— Begin RECORD SET —

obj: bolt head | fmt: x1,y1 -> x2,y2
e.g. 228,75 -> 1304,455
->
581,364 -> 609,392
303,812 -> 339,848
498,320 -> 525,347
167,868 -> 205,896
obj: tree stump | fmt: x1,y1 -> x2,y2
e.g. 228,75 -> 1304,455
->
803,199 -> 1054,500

— End RECORD SET —
— Begin RECORD SET —

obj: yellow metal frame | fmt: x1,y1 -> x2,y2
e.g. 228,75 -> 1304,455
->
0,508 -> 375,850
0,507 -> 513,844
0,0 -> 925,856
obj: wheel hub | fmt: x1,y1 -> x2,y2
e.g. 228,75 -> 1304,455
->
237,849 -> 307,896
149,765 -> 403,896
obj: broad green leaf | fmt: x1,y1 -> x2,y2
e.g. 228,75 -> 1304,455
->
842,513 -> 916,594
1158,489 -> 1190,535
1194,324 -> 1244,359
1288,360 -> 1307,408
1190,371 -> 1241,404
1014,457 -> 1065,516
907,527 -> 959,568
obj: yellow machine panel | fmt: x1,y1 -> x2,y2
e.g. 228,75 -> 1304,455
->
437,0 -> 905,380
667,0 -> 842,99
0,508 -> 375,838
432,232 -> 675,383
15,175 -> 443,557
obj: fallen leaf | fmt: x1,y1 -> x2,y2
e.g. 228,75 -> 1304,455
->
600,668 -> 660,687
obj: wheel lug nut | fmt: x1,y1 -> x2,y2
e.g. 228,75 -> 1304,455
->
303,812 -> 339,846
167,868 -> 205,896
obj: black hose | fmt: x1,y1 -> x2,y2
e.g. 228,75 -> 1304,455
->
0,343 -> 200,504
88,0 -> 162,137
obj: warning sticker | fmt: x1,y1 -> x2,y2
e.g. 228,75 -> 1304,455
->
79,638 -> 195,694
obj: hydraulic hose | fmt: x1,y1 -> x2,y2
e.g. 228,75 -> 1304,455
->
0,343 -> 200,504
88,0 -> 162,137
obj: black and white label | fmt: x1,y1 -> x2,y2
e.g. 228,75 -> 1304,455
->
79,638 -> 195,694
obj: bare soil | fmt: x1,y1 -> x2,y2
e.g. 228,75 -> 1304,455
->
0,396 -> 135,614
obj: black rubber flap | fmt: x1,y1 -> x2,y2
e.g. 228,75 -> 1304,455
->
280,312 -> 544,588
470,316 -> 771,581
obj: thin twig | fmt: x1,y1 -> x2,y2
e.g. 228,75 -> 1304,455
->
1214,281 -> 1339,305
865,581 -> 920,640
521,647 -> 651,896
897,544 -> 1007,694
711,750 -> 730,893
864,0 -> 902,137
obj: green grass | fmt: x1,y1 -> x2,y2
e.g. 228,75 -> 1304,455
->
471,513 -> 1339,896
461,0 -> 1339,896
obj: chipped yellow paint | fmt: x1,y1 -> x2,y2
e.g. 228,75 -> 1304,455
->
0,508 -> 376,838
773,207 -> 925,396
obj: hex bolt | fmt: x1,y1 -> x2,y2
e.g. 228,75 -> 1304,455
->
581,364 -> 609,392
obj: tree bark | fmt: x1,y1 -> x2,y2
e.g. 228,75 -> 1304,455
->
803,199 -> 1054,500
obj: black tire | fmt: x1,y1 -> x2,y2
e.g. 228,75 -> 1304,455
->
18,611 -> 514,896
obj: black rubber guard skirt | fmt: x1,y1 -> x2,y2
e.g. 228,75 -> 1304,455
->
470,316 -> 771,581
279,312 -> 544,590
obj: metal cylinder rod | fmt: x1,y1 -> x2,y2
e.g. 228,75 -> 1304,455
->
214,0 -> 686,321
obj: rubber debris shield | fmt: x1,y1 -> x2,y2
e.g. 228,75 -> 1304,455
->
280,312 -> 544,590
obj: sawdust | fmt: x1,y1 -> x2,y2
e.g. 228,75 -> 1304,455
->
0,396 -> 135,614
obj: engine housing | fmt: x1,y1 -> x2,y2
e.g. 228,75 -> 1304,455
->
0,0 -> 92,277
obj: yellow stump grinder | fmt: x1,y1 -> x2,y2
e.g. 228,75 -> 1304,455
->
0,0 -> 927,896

— End RECORD SET —

● **EXERCISE TASK**: Report how many lines of the data above contain the string "hose". Case counts; give only the number.

● **RESULT BELOW**: 2